====== SUPPLIED RECORDS ======
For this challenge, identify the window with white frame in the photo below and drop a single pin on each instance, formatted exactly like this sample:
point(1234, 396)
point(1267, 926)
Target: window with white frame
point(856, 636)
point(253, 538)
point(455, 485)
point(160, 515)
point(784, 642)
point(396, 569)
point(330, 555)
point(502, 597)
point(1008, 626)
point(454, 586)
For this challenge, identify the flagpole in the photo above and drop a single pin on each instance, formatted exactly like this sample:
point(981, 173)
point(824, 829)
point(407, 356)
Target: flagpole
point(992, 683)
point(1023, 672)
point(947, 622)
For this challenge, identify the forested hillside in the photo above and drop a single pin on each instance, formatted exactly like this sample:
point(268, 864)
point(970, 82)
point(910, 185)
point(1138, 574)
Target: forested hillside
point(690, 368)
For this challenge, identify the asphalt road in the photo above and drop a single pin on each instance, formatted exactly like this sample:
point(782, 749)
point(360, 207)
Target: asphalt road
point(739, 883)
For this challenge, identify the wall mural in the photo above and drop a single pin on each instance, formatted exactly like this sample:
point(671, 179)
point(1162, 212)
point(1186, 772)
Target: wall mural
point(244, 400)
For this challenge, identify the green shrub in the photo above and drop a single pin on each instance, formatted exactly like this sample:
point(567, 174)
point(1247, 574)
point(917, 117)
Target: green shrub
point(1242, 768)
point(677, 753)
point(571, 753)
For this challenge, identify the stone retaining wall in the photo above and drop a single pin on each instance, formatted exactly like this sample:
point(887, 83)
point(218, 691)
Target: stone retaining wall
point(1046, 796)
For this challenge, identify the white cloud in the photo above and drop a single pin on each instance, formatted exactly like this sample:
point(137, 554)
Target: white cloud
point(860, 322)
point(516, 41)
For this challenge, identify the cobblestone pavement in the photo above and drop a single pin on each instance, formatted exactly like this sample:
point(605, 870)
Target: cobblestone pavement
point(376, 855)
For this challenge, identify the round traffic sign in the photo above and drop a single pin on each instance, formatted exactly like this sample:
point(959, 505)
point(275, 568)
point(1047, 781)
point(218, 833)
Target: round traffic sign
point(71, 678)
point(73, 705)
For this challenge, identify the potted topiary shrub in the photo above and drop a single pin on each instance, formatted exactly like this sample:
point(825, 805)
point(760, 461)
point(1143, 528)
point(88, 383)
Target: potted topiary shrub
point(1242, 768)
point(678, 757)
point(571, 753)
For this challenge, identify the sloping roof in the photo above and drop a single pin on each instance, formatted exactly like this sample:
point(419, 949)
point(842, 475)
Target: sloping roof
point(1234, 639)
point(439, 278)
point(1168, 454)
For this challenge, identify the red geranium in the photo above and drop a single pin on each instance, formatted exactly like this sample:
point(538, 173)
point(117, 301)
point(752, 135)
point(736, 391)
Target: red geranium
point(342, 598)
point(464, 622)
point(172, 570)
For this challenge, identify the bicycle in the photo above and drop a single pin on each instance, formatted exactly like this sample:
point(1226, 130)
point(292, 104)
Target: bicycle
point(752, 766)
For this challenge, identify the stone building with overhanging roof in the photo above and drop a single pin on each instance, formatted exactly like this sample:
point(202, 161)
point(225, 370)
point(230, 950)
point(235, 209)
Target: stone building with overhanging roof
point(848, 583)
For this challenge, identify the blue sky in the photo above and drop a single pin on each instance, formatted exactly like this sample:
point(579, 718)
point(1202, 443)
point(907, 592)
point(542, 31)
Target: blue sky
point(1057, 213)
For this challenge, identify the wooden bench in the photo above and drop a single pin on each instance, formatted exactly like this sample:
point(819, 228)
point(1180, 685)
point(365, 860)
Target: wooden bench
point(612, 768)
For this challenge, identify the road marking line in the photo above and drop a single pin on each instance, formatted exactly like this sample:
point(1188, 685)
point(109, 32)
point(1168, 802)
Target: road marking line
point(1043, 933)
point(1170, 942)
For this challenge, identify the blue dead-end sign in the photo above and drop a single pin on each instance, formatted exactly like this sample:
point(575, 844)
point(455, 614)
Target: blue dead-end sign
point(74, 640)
======
### TO DO
Copy out the entries above again, keeping them exact.

### OUTPUT BELOW
For this challenge, identify the window with white frame in the photo below and drop a single pin on each instance, formatted exactly like this sample:
point(1234, 396)
point(1267, 926)
Target: window with white frame
point(856, 636)
point(253, 538)
point(455, 485)
point(160, 515)
point(784, 642)
point(396, 569)
point(330, 555)
point(502, 597)
point(1008, 626)
point(454, 586)
For this challenge, identify the flagpole in the photo above and drop a single pin on each instance, formatted exactly like this sample:
point(981, 173)
point(824, 829)
point(407, 356)
Target: flagpole
point(992, 683)
point(1023, 672)
point(947, 622)
For this challenge, identify the forested hillside in the photo above and drop a single pin on each instance, formatted exactly like this sample:
point(268, 864)
point(970, 82)
point(910, 185)
point(1138, 574)
Target: forested hillside
point(690, 368)
For this challenge, identify the asphalt road in the photo above and drop a single pin on each instance, formatted exactly like this sample:
point(782, 749)
point(360, 207)
Target: asphalt road
point(739, 883)
For this challenge, identify the wall mural in the photo above and drop a single pin on each instance, formatted exactly like this sample:
point(671, 179)
point(1162, 212)
point(1186, 772)
Target: wall mural
point(244, 400)
For this challenge, identify the green shrub in the photo above and drop a single pin on each instance, formatted exactly like this sample:
point(567, 174)
point(1247, 574)
point(917, 117)
Target: green shrub
point(1242, 768)
point(677, 753)
point(571, 753)
For this challenge, identify the stone retaining wall in the photo above and drop a single pin on each instance, formatted exactly like this sample:
point(887, 83)
point(218, 691)
Target: stone retaining wall
point(1046, 796)
For this challenge, identify the white cloud in the photo above and drop a single pin on each instance, formatted exactly like this sample:
point(137, 554)
Target: white cloud
point(860, 322)
point(516, 41)
For this challenge, identify the cobblestone pavement in the photo above and drop a single pin on each instance, formatted exactly like this sample:
point(605, 870)
Target: cobblestone pavement
point(376, 855)
For this challenge, identify the round traffic sign in the photo above and drop a single pin on each instance, formatted exactly like this sample:
point(959, 505)
point(275, 568)
point(1047, 781)
point(218, 833)
Target: round traffic sign
point(71, 678)
point(73, 705)
For this challenge, identify the potted topiary shrub in the photo above and drop a single pin on each instance, formatted exactly like this sample:
point(825, 805)
point(760, 461)
point(1143, 528)
point(88, 383)
Target: potted topiary shrub
point(1242, 768)
point(678, 757)
point(571, 753)
For this challenge, identify the sloping roof in the photo above and drop a single pin on each instance, formatted exactly like this sample:
point(419, 949)
point(842, 475)
Target: sloping roof
point(1234, 639)
point(439, 278)
point(1168, 454)
For this challenge, identify the red geranium in the photo above and drop a single pin on each instance, formatted exactly like this sample:
point(538, 173)
point(117, 301)
point(752, 135)
point(736, 391)
Target: red geranium
point(342, 598)
point(464, 622)
point(172, 570)
For this challenge, identify the bicycle in the photo above and drop a single pin on each instance, formatted exactly like this sample:
point(1226, 130)
point(292, 104)
Target: bicycle
point(752, 766)
For this challenge, identify the stone building with overhanging roof in the photo above and drop a single pin on each instance, formatted exactly like this sample:
point(202, 161)
point(225, 370)
point(230, 950)
point(235, 209)
Target: stone building with overhanging roof
point(848, 583)
For this challenge, identify the blue sky in the photo above and drop a single pin on each instance, formatted exactly like this sample:
point(579, 718)
point(1202, 443)
point(907, 592)
point(542, 31)
Target: blue sky
point(1057, 213)
For this challenge, identify the wooden bench in the photo above and drop a single pin on each instance, formatted exactly like this sample:
point(819, 228)
point(1180, 685)
point(365, 860)
Target: wooden bench
point(612, 768)
For this challenge, identify the road marking line in the photo above and drop a single pin on each instance, formatted exactly like this sample:
point(1188, 685)
point(109, 32)
point(1168, 802)
Target: road marking line
point(1043, 933)
point(1170, 942)
For this challenge, identify the blue dead-end sign in the photo above and drop a single pin on each instance, formatted exactly like this sample:
point(575, 844)
point(455, 614)
Target: blue dead-end sign
point(74, 640)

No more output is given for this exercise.